§ **Task brief**
Make an exact copy of every entry, from the first line to the last.

::::

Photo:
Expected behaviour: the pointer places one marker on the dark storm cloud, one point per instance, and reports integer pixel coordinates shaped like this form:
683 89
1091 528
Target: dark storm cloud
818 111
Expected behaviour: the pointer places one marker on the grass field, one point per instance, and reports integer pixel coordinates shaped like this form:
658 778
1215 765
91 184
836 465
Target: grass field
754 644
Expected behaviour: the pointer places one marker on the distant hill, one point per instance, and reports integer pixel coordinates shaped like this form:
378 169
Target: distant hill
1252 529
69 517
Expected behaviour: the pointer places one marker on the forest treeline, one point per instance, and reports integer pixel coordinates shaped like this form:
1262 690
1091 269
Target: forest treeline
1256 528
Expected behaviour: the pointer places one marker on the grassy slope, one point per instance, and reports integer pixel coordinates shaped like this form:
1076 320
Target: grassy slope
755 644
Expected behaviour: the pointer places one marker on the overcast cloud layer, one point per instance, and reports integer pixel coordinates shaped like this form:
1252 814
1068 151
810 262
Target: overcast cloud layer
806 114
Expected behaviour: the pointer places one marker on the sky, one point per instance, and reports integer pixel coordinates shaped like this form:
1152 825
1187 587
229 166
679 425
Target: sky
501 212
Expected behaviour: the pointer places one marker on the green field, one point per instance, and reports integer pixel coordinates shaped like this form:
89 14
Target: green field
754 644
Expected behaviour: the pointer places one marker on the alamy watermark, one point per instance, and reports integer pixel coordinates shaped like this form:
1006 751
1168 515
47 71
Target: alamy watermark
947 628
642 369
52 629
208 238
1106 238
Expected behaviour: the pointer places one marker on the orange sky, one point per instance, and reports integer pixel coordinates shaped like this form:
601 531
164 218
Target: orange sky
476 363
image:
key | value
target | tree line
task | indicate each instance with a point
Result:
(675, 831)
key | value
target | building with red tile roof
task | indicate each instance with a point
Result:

::::

§ **Your response**
Photo:
Expected behaviour: the pointer places one marker on the dark storm cloud, one point per instance, and reports integer pixel coordinates shaped like this form:
683 89
1091 528
Target: dark storm cloud
818 111
Expected behaviour: the pointer places one marker on the grass field, one point per instance, and reports integer pixel coordinates shaped like this form:
658 778
1215 765
91 184
836 465
Target: grass field
754 644
Expected behaviour: the pointer places one marker on the distant hill, one point per instance, and reports integer pixel coordinates shaped like this form:
378 169
Target: distant hill
1252 529
69 517
Expected behaviour: the pointer places one marker on the forest treeline, one point per instance, and reports integer pixel coordinates shaped like this form:
1262 690
1091 269
Target: forest treeline
1256 528
Expected behaviour: the pointer places one marker on the grassy slope, one point per instance, and reports integer pixel coordinates shaped like this form:
1076 320
Target: grassy slope
755 644
Expected behaviour: the pointer places one marker on the overcast cloud layer, one point per instance, and reports integer pixel coordinates shaped like this form:
1252 814
1068 151
810 262
Target: overcast cloud layer
806 114
Expected behaviour: the pointer places one marker on the sky, one point per instance, and reports integer pixel coordinates shaped like this form:
1152 825
1187 587
229 166
679 425
Target: sky
501 212
Expected behaviour: the pointer places one marker on the green field, one point per instance, and reports integer pixel coordinates shaped like this form:
89 14
Target: green field
754 644
Expected behaviour: the pointer places one marker on the alamy watermark, one point per instance, and reports integer pixel coordinates shaped like this form:
1006 751
1168 515
47 71
Target: alamy watermark
947 628
642 369
52 629
208 238
1106 238
Expected behaviour: the pointer places one marker on the orange sky, one point per instance, and reports integer pixel coordinates shaped like this form:
601 531
164 218
Target: orange sky
476 363
image:
key | value
target | tree line
task | indicate each instance with a point
Result:
(675, 831)
key | value
target | building with red tile roof
task | indicate each instance with a point
Result:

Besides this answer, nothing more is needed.